GIVEN RECORDS START
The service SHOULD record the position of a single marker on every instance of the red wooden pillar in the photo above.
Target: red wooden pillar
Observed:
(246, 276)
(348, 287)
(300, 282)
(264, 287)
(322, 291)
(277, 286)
GIVEN RECORDS END
**THE PROBLEM**.
The records are given above. Copy each line in them that holds "wooden".

**REPLY TO THE EXERCISE**.
The service SHOULD record the position of a single marker on every instance of the red wooden pillar in the photo above.
Target: red wooden pillar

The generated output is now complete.